— Material for this exercise —

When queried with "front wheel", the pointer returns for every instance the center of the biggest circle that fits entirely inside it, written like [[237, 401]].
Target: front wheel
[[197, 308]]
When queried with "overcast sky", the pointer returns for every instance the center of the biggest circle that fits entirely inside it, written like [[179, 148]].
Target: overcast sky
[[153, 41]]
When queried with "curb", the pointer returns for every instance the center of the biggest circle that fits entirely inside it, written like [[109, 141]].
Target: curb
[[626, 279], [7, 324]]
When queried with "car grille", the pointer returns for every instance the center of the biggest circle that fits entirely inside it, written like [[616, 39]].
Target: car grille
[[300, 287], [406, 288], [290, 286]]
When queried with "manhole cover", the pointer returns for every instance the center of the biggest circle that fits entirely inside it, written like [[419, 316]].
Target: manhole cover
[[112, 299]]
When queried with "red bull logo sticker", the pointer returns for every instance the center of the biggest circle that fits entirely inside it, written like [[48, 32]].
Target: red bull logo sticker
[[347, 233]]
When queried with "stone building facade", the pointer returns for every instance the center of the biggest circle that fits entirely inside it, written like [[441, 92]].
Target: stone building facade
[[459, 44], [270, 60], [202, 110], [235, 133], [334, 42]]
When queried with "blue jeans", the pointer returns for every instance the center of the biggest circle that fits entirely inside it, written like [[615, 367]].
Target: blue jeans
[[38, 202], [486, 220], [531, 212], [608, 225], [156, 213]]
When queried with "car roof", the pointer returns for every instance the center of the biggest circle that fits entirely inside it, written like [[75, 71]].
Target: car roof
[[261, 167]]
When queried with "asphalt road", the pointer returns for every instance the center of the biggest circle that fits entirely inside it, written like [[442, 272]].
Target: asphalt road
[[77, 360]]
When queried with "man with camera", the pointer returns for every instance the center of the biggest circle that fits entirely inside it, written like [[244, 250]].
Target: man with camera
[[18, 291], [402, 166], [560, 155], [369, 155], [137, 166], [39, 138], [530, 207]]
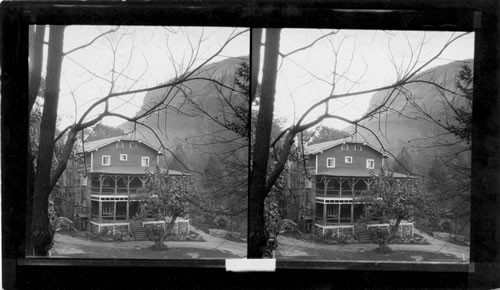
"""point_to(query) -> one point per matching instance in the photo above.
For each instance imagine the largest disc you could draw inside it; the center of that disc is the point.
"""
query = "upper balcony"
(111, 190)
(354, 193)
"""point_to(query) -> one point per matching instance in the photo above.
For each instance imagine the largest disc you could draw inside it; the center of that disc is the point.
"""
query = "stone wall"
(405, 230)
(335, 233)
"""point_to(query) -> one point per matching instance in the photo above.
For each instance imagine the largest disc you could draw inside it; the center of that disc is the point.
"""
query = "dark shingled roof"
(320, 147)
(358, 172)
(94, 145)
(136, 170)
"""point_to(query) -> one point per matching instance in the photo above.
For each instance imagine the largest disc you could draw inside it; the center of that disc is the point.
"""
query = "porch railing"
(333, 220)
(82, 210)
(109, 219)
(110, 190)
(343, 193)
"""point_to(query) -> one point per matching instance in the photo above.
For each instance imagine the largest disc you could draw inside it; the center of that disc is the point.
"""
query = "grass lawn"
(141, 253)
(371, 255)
==
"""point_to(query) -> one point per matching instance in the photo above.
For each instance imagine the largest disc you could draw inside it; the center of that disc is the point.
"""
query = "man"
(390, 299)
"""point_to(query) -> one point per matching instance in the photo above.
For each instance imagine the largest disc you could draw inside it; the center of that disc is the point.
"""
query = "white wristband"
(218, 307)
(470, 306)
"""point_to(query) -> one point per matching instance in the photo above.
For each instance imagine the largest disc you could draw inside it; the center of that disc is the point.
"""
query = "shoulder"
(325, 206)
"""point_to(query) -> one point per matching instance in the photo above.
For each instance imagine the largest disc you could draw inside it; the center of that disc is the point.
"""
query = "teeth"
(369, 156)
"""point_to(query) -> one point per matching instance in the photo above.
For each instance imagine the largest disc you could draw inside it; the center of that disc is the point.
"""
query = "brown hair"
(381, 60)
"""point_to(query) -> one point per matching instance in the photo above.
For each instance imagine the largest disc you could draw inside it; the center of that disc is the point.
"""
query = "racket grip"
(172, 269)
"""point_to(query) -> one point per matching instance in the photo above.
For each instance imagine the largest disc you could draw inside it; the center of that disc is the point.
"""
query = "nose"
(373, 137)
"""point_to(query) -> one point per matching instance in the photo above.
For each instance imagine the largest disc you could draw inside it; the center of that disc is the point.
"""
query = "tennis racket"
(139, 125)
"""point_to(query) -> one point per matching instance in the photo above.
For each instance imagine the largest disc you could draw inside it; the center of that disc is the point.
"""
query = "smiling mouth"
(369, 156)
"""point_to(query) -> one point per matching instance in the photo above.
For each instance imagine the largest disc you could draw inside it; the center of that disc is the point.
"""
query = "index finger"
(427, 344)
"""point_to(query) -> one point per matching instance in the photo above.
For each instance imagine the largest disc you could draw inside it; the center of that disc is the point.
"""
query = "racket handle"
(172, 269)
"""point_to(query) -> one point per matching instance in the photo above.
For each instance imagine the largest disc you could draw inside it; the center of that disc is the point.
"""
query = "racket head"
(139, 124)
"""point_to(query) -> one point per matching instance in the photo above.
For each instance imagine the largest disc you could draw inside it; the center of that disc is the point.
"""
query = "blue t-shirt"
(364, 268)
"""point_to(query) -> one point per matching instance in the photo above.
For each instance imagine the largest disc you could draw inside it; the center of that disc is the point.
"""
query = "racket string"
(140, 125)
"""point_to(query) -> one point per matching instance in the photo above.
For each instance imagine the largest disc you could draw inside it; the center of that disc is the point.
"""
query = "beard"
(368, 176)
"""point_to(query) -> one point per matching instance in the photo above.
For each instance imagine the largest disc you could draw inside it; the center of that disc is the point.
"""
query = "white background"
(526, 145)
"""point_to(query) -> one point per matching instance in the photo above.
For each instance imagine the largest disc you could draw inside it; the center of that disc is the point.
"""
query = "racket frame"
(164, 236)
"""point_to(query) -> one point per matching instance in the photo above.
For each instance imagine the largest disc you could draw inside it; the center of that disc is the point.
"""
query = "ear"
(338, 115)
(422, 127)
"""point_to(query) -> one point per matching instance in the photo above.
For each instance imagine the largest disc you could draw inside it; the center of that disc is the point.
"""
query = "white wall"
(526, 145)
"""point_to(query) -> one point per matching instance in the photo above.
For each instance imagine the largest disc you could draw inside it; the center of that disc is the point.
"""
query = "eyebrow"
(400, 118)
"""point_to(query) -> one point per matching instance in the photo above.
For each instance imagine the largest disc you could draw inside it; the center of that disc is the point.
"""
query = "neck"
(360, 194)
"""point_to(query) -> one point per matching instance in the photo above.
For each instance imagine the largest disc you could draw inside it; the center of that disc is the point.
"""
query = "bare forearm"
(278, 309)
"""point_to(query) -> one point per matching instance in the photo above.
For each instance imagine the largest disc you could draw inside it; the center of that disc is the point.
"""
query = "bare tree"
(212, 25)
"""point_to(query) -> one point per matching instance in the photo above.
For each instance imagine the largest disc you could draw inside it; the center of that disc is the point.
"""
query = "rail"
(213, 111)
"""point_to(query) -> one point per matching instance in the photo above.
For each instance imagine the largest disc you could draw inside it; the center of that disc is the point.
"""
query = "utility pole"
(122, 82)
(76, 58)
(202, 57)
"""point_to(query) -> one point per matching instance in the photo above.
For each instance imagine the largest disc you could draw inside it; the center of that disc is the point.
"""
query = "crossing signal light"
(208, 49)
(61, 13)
...
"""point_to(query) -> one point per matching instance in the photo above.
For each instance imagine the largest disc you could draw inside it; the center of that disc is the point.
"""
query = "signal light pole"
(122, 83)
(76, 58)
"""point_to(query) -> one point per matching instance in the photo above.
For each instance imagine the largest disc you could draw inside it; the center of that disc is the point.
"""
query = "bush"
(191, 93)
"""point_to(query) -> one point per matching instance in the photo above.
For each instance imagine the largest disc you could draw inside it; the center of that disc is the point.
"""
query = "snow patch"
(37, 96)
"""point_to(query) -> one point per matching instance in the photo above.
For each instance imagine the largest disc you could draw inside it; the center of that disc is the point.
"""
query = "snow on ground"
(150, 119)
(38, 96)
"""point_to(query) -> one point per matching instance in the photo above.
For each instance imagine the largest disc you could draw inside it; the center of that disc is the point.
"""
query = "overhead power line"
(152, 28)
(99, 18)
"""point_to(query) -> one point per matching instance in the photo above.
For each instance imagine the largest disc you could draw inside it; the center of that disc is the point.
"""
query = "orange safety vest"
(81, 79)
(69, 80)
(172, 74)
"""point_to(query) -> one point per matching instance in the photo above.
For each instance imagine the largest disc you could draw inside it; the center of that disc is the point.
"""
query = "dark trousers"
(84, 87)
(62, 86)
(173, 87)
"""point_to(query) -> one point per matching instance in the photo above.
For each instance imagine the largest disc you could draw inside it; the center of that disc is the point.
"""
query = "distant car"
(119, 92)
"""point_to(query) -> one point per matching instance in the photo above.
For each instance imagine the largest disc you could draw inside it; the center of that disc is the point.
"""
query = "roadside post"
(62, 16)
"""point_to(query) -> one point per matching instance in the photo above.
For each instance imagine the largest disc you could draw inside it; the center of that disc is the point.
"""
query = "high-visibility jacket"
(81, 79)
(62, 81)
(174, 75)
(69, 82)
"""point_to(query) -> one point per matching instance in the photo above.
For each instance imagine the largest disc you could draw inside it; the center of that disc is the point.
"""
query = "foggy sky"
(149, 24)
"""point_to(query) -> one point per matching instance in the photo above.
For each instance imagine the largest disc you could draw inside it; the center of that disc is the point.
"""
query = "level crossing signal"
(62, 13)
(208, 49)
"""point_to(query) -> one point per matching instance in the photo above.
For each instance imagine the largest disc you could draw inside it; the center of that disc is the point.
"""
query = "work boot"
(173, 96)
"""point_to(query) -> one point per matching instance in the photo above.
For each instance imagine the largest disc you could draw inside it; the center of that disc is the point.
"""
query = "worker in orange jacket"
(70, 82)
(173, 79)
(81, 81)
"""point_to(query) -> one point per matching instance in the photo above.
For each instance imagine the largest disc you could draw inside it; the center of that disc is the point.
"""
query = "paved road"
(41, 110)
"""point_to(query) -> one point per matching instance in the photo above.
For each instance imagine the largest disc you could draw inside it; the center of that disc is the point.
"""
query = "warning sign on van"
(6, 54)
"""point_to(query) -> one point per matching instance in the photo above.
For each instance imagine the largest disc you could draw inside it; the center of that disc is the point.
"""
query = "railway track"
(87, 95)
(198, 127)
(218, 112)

— Action item —
Every line of the records above where the string "When" is found should be copied.

— Response area —
When queried with "front wheel", the pointer returns for every instance the center of the biggest circle that fits entirely inside it, written like [[237, 401]].
When queried with "overcast sky", the pointer returns for every instance the center of the biggest circle that fits entirely inside it, written like [[179, 148]].
When queried with "curb", the pointer returns for every instance the center of the biggest circle that fits entirely inside it, written like [[109, 141]].
When queried with "car grille", the pointer returns for every instance the center of the biggest circle that fits entirely inside it, written like [[616, 39]].
When queried with "manhole cover", the pointer returns for every instance the center of the biggest circle that fits entirely inside it, written like [[419, 316]].
When queried with "red bull logo sticker", the pointer returns for every instance the center of the biggest circle that fits entirely inside it, written like [[48, 32]].
When queried with "stone building facade", the pointer returns for every instance the center of the biggest circle that fits entirely inside it, written like [[441, 92]].
When queried with "blue jeans", the pointer returns for every instance the center of the biggest circle that fits entirely inside it, written like [[615, 367]].
When queried with "car roof", the pointer returns for every instance the center of the biggest circle that fits entirely inside it, written like [[75, 71]].
When queried with "asphalt road", the pointer returns for every instance the center of the biggest circle that fits entirely inside it, written like [[442, 272]].
When queried with "man with camera", the pointer returns for every instance the center of the biggest circle that fits entirely inside it, written like [[244, 250]].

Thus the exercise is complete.